Point annotation records
>>>

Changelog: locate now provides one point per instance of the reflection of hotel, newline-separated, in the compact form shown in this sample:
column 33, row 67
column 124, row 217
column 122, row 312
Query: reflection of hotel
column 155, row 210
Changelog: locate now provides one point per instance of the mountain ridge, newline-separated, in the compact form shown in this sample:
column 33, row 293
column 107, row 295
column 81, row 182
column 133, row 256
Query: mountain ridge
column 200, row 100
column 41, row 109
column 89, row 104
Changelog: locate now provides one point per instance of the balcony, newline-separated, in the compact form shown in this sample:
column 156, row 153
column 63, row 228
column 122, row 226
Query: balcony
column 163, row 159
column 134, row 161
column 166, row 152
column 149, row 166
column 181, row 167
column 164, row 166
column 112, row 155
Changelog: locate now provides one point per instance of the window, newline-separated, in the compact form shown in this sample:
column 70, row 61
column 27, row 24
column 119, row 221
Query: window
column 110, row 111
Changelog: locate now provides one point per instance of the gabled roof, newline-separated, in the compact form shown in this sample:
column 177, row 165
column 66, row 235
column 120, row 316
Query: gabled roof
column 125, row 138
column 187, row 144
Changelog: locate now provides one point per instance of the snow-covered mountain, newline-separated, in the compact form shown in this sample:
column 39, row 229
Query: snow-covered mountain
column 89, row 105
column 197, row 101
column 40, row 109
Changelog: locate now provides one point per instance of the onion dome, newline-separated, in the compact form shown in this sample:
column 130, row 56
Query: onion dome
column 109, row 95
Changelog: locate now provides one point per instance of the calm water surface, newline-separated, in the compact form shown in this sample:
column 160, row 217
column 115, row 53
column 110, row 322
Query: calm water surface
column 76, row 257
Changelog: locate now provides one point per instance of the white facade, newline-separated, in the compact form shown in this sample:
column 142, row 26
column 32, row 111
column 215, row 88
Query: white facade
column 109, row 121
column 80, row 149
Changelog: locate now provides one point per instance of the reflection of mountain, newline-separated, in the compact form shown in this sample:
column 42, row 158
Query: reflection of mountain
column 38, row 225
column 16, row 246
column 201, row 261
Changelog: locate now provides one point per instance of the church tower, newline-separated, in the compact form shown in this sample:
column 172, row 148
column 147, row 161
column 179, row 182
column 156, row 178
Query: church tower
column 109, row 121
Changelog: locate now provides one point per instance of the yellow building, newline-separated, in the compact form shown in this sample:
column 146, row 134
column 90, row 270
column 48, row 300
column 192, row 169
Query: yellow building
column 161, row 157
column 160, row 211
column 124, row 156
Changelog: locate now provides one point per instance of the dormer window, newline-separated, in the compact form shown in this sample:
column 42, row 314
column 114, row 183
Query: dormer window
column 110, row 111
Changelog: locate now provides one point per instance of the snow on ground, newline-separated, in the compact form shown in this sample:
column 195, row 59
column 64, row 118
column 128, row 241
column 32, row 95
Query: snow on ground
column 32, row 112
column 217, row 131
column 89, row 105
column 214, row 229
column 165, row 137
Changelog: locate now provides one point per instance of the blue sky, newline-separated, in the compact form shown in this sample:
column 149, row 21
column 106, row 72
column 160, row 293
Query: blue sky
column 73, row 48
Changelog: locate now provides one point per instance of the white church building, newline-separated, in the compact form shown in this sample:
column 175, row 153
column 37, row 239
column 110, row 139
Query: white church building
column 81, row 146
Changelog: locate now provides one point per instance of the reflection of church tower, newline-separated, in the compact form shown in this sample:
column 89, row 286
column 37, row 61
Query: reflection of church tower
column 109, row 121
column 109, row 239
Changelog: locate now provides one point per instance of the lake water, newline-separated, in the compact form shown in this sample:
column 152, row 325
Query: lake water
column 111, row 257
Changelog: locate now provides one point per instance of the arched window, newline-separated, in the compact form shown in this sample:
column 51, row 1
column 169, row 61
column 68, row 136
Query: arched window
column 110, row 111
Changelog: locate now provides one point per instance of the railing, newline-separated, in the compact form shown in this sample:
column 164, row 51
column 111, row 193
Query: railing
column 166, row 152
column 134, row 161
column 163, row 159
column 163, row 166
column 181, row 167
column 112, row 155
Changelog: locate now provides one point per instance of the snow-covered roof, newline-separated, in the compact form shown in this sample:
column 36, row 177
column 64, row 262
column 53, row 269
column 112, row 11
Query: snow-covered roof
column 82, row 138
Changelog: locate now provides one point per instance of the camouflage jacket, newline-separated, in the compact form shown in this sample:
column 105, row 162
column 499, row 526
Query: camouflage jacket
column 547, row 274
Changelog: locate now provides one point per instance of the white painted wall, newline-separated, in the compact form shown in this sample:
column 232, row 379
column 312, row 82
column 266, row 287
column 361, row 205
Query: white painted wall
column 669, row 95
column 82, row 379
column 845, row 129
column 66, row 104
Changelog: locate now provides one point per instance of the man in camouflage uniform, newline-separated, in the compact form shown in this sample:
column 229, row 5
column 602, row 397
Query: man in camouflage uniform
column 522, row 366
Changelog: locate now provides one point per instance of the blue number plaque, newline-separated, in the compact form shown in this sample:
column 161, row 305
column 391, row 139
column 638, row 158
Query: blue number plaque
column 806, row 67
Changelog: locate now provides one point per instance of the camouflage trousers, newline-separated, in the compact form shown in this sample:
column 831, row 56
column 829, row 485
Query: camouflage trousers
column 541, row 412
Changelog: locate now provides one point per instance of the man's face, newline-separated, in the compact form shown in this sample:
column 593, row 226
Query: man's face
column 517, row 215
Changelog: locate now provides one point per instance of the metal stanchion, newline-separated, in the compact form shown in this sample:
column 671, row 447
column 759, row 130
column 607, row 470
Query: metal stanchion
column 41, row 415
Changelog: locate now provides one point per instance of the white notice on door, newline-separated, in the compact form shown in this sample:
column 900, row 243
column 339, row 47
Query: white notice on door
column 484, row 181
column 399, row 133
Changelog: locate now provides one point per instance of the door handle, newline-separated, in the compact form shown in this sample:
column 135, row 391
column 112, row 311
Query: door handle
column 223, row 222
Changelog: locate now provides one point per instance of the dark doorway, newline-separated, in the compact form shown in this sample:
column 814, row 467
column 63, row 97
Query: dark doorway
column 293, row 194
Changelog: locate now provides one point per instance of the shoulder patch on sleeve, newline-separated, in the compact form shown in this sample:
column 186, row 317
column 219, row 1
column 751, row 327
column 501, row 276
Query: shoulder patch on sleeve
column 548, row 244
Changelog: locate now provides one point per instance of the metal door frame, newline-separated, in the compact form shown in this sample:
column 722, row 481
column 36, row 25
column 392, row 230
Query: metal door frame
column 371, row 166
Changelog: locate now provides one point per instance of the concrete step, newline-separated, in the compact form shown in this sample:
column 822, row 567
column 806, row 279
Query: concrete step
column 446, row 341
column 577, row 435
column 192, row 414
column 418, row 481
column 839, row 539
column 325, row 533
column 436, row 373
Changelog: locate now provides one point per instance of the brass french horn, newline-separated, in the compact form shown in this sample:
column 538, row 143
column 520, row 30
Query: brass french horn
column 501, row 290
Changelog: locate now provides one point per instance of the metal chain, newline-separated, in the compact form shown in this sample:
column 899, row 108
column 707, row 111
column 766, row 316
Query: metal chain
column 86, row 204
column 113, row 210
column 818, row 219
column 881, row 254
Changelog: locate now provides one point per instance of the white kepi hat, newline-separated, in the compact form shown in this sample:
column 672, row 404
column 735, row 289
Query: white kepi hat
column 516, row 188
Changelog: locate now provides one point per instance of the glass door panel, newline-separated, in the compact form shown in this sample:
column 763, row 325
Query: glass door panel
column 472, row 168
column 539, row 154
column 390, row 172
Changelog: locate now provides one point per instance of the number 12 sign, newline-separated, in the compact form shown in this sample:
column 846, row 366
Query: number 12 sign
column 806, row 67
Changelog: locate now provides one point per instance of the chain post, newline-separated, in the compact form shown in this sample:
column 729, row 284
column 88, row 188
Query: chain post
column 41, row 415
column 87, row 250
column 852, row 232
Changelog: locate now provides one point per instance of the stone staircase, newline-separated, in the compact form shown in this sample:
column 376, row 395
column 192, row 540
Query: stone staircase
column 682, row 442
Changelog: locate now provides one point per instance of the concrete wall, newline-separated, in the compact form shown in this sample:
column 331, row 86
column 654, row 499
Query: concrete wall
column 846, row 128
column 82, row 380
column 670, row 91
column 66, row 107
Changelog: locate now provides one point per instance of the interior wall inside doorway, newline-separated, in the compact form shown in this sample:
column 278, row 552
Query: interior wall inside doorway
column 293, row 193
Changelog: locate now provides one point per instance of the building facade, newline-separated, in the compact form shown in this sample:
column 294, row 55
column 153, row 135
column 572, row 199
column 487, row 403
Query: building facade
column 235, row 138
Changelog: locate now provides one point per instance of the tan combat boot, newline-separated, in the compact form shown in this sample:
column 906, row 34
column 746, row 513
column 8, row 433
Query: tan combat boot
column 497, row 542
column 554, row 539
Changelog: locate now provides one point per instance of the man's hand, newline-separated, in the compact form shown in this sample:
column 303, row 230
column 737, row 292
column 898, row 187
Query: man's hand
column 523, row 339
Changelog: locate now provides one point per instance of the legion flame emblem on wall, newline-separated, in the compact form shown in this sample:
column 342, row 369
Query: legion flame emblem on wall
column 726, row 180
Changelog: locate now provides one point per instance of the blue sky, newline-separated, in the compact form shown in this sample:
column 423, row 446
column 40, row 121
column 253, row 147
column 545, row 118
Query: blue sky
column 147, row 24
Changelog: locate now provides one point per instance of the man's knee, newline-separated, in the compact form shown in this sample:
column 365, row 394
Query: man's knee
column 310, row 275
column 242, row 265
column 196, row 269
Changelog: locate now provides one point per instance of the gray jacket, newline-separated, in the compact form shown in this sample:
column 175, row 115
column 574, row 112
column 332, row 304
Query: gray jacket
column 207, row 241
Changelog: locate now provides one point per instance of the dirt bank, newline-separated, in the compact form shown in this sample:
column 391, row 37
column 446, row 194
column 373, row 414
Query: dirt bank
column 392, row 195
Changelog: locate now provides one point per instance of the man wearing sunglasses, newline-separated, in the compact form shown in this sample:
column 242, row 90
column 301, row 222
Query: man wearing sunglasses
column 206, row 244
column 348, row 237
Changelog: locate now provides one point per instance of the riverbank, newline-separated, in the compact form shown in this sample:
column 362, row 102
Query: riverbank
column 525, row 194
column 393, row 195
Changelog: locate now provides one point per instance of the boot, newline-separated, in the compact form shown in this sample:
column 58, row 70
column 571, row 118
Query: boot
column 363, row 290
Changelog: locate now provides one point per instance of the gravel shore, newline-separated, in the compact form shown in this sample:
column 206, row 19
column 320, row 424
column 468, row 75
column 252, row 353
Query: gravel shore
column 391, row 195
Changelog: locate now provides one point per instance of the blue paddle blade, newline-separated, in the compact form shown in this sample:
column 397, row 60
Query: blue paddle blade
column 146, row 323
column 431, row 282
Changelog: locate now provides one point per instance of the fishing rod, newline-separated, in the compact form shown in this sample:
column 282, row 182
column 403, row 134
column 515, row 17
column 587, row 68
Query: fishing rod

<<<

_SET EXERCISE:_ Copy lines from the records word for word, starting at the line containing "the white notice" and ending after the line containing "column 371, row 166".

_RESPONSE TO THIS TASK:_
Changelog: locate now provides one point per instance of the white notice on door, newline-separated, in the compact form shown in this sample:
column 900, row 243
column 339, row 47
Query: white notice on door
column 484, row 181
column 399, row 133
Changelog: locate now provides one point per instance of the door handle, newline-separated, in the compact form shown in this sample:
column 135, row 391
column 112, row 311
Query: door handle
column 223, row 222
Changelog: locate now provides one point per instance of the dark doorway, newline-separated, in the compact form shown in this sample:
column 814, row 467
column 63, row 97
Query: dark doorway
column 293, row 194
Changelog: locate now provides one point per instance of the shoulder patch on sleeve, newline-separated, in the compact form shown in this sample:
column 186, row 317
column 219, row 1
column 751, row 327
column 501, row 276
Query: shoulder patch on sleeve
column 548, row 244
Changelog: locate now provides one point per instance of the metal door frame, newline-separated, in the compact form shown in this sample:
column 722, row 481
column 36, row 25
column 392, row 230
Query: metal door frame
column 371, row 166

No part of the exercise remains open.